-- Work to be completed --
Answer these questions from the Community Health earnings text below, one per line:
1. By what percentage did total hospital admissions fall from a year earlier?
2. What was the 52-week closing high of Community's shares, and on what date was it reached?
3. How much was the provision for bad debts during the quarter?

-- Text shown --
[Start of section]

Total hospital admissions fell 3.6 percent from a year earlier, and fell 3.4 percent on a same-facility basis, Franklin, Tennessee-based Community Health said in a statement on Monday.

Excluding certain items, the loss was 28 cents a share in the quarter. On average, analysts surveyed by Bloomberg News had estimated earnings of 95 cents a share; the figures may not directly compare.

Net operating revenues fell 2.4 percent to $4.8 billion.

Unseasonably warm winter weather and what appears to be a well-matched vaccine have kept the flu virus at bay.

As a result, many hospitals have signaled a drop in patient numbers in late 2015.

The influenza virus thrives in a dry, cold environment, and the U.S. Climate Prediction Center in College Park, Maryland, has called for the northern and western U.S. to have mild temperatures through March.

Stock in decline

As of Friday's close, Community's shares have lost more than two-thirds of their value since their 52-week closing high of $64.04 on June 26. Among analysts surveyed by Bloomberg, 17 rate the stock a hold, seven rate it a buy and one a sell — which includes three downgrades on Tuesday. Investors have been worried about soft growth, high levels of debt and more patients showing up for care without insurance coverage. 

"Things got worse, and it wasn't just the flu," Sheryl Skolnick, an analyst with Mizuho Securities, said in a note to clients Tuesday. "All the things we've worried about for Community Health have come home to roost in 4Q15 and likely in 2016."

She cited problems with free cash flow and concerns about a credit rating downgrade, and predicted that the company would have trouble turning things around this year. Skolnick cut her rating on the stock to underperform, from neutral.

Income from continuing operations fell to a loss of $74 million, or 66 cents a share, from $129 million, or $1.12, a year earlier, the company said.

Provision for bad debts during the quarter was $926 million, compared with $723 million in the year-earlier period, Community said. The adjustment to bad debt reduced net operating revenues and adjusted earnings before interest, taxes, depreciation and amortization by $169 million, or 96 cents a share, and income from continuing operations by $108 million, or 94 cents, the company said.

This year, revenues excluding the provision for bad debts will be $20 billion to $20.6 billion. Income from continuing operations will be $3.40 to $3.80 a share, Community said.

Analysts have estimated $20.3 billion in revenue and adjusted earnings of $3.68 a share for the year.

[End of section]

-- Record excerpts --
[Start of section]

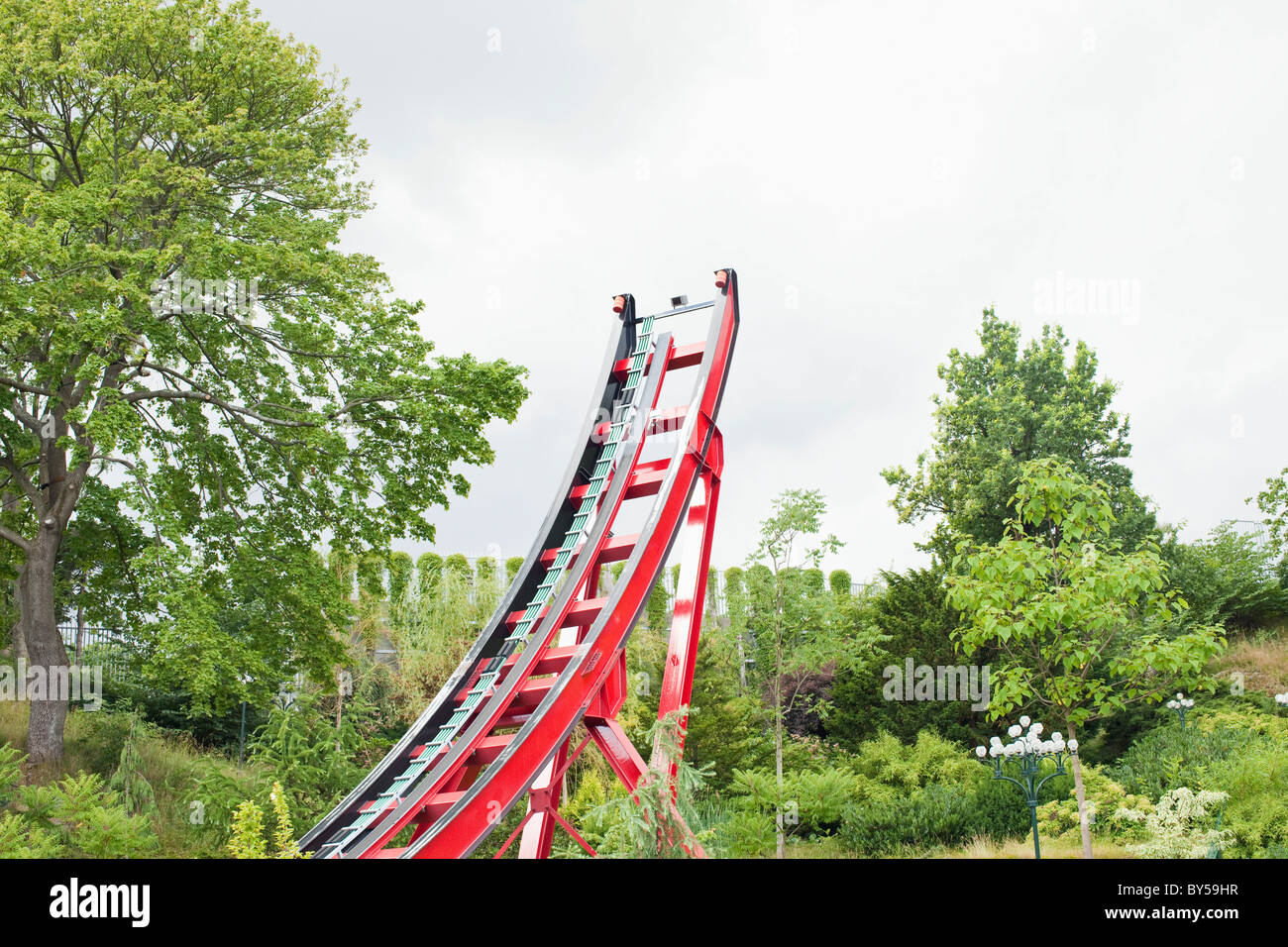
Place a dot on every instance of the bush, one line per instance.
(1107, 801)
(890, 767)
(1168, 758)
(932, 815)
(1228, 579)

[End of section]
[Start of section]

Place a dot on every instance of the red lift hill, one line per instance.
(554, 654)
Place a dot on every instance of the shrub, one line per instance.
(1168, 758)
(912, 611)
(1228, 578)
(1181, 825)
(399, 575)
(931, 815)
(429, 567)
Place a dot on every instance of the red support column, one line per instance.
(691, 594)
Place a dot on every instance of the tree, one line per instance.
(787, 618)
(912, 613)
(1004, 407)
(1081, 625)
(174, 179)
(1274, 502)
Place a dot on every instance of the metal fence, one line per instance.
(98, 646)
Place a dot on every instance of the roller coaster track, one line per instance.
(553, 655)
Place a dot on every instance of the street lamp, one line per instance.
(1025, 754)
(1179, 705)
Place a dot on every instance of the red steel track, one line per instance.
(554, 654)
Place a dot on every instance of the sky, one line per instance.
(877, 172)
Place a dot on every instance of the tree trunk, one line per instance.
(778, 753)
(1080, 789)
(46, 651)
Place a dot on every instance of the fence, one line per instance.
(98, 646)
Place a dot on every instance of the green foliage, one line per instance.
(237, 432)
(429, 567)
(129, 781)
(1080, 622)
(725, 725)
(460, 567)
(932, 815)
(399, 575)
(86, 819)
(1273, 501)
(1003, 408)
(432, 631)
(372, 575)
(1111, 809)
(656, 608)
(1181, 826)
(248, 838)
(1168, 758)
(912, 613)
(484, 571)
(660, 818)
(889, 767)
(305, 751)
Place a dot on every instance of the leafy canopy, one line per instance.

[End of section]

-- Response --
1. 3.6 percent
2. $64.04, on June 26
3. $926 million